_TASK:_ Pick out every line below that contains the string "sunlight" and copy each of those lines in full.

--*--

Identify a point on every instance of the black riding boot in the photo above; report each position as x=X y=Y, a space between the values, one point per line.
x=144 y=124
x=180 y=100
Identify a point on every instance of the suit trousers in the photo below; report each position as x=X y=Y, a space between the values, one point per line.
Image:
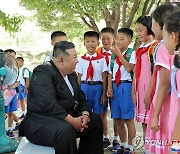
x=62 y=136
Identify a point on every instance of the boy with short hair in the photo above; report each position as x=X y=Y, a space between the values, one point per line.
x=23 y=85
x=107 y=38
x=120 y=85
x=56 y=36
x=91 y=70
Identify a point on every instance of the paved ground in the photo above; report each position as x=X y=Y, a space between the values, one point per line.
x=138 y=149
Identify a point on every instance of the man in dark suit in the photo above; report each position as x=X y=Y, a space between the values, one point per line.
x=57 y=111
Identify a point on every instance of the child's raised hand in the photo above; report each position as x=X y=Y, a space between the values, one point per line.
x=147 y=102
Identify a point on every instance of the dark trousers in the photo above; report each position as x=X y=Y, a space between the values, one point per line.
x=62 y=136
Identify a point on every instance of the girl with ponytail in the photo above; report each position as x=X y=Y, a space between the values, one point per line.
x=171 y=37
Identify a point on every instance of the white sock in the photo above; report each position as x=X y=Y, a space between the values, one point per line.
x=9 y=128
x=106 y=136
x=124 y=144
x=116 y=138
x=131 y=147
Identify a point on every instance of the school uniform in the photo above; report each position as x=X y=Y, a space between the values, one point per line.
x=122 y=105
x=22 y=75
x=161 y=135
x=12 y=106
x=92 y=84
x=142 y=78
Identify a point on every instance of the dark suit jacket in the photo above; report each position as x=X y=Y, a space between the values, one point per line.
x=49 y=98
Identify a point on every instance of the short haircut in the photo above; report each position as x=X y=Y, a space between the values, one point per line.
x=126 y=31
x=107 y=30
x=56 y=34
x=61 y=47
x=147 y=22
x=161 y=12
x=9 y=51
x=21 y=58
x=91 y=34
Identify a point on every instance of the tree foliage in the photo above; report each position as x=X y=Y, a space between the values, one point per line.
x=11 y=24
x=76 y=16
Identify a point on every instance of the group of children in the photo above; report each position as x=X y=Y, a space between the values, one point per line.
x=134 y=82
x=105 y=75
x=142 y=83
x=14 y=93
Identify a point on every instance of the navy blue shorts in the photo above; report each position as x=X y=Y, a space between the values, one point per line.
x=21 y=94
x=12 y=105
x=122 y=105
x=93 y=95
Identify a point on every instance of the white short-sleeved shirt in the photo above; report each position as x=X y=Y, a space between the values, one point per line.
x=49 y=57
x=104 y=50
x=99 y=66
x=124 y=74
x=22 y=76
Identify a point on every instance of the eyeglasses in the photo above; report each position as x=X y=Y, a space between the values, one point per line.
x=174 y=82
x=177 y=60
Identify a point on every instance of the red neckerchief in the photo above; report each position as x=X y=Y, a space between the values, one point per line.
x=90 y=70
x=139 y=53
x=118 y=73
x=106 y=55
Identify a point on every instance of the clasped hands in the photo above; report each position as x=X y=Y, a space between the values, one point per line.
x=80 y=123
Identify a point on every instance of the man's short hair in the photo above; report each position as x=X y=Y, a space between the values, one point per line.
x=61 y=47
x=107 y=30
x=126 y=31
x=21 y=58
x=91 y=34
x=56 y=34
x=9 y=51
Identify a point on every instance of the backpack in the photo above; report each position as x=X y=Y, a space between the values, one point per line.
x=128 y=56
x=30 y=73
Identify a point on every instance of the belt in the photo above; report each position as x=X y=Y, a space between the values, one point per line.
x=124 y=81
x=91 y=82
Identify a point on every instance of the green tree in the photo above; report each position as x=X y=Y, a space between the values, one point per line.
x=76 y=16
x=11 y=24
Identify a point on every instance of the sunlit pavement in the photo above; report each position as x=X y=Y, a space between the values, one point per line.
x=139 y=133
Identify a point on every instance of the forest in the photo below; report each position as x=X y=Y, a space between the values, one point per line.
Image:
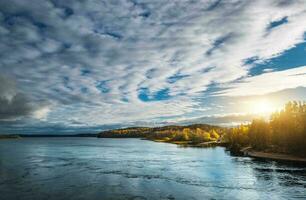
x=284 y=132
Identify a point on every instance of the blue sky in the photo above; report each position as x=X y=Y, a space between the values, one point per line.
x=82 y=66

--*--

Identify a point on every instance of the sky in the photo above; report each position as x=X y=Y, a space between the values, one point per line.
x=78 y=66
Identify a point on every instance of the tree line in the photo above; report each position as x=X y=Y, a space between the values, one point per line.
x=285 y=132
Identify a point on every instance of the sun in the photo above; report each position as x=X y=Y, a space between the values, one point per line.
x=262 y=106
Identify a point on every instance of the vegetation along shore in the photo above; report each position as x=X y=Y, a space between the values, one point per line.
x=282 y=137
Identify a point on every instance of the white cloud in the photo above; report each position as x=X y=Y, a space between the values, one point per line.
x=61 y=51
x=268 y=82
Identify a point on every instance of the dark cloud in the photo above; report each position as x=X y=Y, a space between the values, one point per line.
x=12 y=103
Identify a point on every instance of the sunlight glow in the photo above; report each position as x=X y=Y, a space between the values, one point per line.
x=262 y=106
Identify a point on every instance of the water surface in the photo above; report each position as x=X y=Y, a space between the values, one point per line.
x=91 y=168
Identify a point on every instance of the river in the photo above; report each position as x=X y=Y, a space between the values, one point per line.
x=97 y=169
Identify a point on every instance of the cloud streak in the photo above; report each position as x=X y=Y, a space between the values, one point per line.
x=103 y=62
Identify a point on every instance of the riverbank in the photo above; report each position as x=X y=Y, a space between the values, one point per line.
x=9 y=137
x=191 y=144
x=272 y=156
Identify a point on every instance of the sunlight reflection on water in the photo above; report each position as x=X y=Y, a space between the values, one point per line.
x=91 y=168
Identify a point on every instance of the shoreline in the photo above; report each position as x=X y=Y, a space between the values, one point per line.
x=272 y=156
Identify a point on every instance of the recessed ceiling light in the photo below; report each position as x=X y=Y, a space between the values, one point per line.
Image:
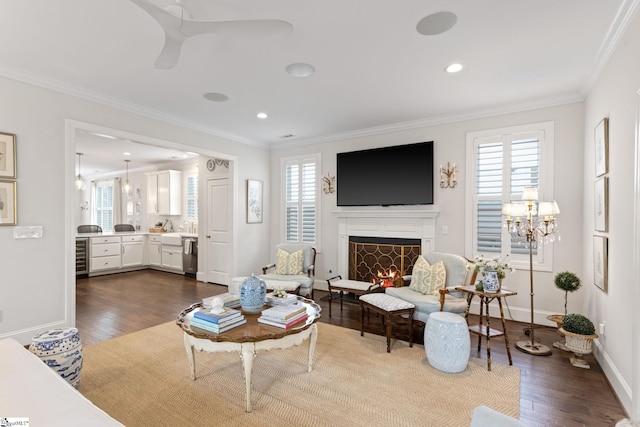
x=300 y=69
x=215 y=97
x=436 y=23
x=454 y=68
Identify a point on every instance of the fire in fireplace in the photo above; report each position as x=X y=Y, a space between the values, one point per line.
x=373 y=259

--*--

_EXERCISE OUTPUT:_
Identify a point on every instance of the sunlight glow in the photo above; report each position as x=X y=Y, a space between the values, one point per line.
Identify a point on every instance of the sunlight reflection on water in the photo above; report each position as x=X y=Y, a space between the values, one point per line.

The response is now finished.